▸ EXERCISE TASKS:
1 > Answer these questions from the passage on European air pollution:
(a) Which city had the largest rebound in Europe, and what level did its nitrogen dioxide emissions reach?
(b) By how much did pollution levels in Milan increase after lockdown was lifted?
(c) What was TomTom's estimate of average congestion in London last week?
2 > Translate this sentence from the passage on European air pollution into Spanish: "However, the CREA data shows that the pollution figures are still lower than they were this time last year."

▸ PASSAGE FOR REVIEW:

= Beginning of Section =

After several months of little traffic, commuters in these and other European cities have been returning to work, often choosing to use their cars rather than public transport.
Lauri Myllyvirta, an analyst at the Centre for Research on Energy and Clean Air (CREA) who authored a report on the data, told the Financial Times: “It is definitely a huge challenge that we are seeing pollution volumes at or near pre-Covid-19 levels, even though in many cities traffic volumes are below pre-crisis levels.
“We risk getting pre-crisis levels of congestion and pollution already, before full economic reopening,” he added.
Paris has had the largest rebound of any city in Europe, with its nitrogen dioxide emissions rising from a lockdown low of 13.6 to 29.7 micrograms per cubic metre. The figures are based on a month-long average.
Much the same picture emerged in Brussels and Milan, where pollution levels increased by 14.2 and 13.9 micrograms per cubic metre respectively after strict Covid-19 lockdowns were lifted.
However, the CREA data shows that the pollution figures are still lower than they were this time last year.
It remains to be seen whether temporary measures to encourage pedestrians and cyclists, which have been implemented in cities across Europe, will become permanent.
Concerns about the increase in pollution come as car use in cities across Europe continues to edge upwards.
According to the traffic-tracking website TomTom, congestion in London has risen steadily in recent weeks as coronavirus restrictions were gradually relaxed.
TomTom estimated that last week congestion stood at 21 per cent on average in the capital, a large increase from the 8 per cent recorded there in the first week of April.
Among other policy recommendations made in its report on air pollution, CREA said authorities should electrify public transport and get high-emitting vehicles off the road.

= End of Section =

▸ DATA UNDER STUDY:
= Beginning of Section =

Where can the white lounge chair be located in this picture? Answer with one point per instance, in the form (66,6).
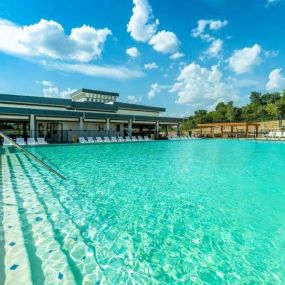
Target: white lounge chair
(107,139)
(31,141)
(99,139)
(20,141)
(82,140)
(90,140)
(41,141)
(7,143)
(270,135)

= End of Section =

▸ SOLVED PROBLEMS:
1 >
(a) Paris, where emissions reached 29.7 micrograms per cubic metre.
(b) 13.9 micrograms per cubic metre.
(c) 21 per cent.

2 > Sin embargo, los datos del CREA muestran que las cifras de contaminación siguen siendo inferiores a las de esta misma época del año pasado.